Exercise aim
Return all entries verbatim; skip any pictures.

Exercise materials: Begin

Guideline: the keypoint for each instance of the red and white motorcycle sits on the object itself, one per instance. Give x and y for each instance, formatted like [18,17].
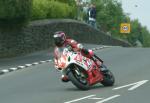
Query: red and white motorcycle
[82,71]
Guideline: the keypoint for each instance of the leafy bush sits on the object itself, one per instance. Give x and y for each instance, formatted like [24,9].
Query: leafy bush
[52,9]
[14,10]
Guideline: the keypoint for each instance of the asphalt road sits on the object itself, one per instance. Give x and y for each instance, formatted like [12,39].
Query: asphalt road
[41,84]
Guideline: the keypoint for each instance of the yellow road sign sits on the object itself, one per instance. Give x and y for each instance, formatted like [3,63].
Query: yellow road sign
[125,28]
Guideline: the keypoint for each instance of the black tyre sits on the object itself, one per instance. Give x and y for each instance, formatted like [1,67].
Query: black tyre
[78,78]
[109,78]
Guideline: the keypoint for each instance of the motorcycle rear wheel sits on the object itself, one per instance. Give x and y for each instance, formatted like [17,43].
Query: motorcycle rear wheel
[78,79]
[109,78]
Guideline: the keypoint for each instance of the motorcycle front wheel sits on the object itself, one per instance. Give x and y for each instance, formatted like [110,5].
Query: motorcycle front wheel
[78,78]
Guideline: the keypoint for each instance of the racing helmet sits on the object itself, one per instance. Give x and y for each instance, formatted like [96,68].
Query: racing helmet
[59,38]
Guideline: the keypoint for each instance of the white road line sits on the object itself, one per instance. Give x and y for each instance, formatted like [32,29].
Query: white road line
[95,98]
[134,85]
[35,63]
[5,70]
[21,67]
[107,99]
[13,69]
[28,65]
[80,99]
[48,60]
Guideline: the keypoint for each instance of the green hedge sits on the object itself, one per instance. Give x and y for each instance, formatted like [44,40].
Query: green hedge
[14,10]
[43,9]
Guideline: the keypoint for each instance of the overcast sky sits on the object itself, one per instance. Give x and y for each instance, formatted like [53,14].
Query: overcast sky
[139,9]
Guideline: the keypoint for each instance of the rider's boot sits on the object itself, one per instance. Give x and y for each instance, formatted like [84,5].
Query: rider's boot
[64,78]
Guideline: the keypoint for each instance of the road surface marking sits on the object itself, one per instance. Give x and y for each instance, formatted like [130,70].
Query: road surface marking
[134,85]
[107,99]
[95,98]
[80,99]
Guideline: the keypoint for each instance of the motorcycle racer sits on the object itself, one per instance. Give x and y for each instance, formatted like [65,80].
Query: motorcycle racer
[60,40]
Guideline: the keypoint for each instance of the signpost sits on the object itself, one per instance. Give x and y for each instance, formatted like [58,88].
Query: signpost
[125,28]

Exercise materials: End

Output for this exercise
Guideline: the keypoint for each instance of the red and white motorcycle sits on the object itself, one per instance. Give x and y for each instance, formatted like [18,17].
Query: red and white motorcycle
[82,71]
Guideline: the keypoint for each instance of the leafy bush sits on the object itself, one per instance. Give x and y for each instance, formatted like [24,9].
Query: leafy bush
[52,9]
[14,10]
Guideline: the keypoint for each instance of the asphalt road sits on the object itself, one per instance. Give x and y for each instance, formatted like [12,39].
Query: asphalt road
[41,84]
Guideline: the keypoint for each instance of the yellow road sign sits on the object itself, one per instance. Give x and y for each instance, formatted like [3,63].
Query: yellow road sign
[125,28]
Guideline: the keypoint for each instance of the black tyre sits on the object itself, one per instance. Give x and y for each instance, formatted like [1,67].
Query: black tyre
[78,78]
[109,78]
Guideline: the keypoint for each instance of the motorcycle rear wheel sits on the object itself, one per instance. Give x and y for each instance, formatted like [17,43].
Query: motorcycle rear wheel
[78,79]
[109,78]
Guideline: the keypoint for each instance of the motorcycle front wheel sits on the object itself, one per instance. Give x and y for each instance, formatted like [110,5].
Query: motorcycle front wheel
[78,78]
Guideline: the keypoint for each instance of the racing helmet sits on the object itself, one per instance. Give x and y for each instance, formatted like [96,68].
Query: racing helmet
[59,38]
Guideline: the keypoint for each instance of the white road line sits on the object itself, one per instance. Give x and y for each instance, formatted like [32,29].
Query: white road line
[95,98]
[134,85]
[35,63]
[5,70]
[21,67]
[107,99]
[13,69]
[28,65]
[80,99]
[48,60]
Guideline: the keypoint for each instance of the green hedge sits on the object itself, one per instance. Give x and y for each instance, formatted like [44,40].
Query: green hedge
[14,10]
[43,9]
Guideline: the keypoint for each instance of the overcast sky sits on the object itself, one per instance. Give x and y for each instance, formatted like [53,14].
Query: overcast sky
[139,9]
Guideline: the keypoint for each instance of the rider's boot sits on the object itself, one per instance. Give x and y for each instance, formatted like [84,5].
Query: rider's boot
[64,78]
Guideline: the keypoint for each instance of the road surface marking sits on the object itself, one per instance. Give x and y for each instance, formatted like [130,70].
Query: road surface marking
[134,85]
[107,99]
[95,98]
[80,99]
Guideline: the keypoint for each instance of the motorcycle racer sits on the object itself, one per instance. Give x and y for each instance, formatted like [65,80].
Query: motorcycle racer
[60,40]
Guideline: the keypoint for each instance of the signpost sits on the object itself, one per instance. Give x and y for each instance, formatted like [58,88].
Query: signpost
[125,28]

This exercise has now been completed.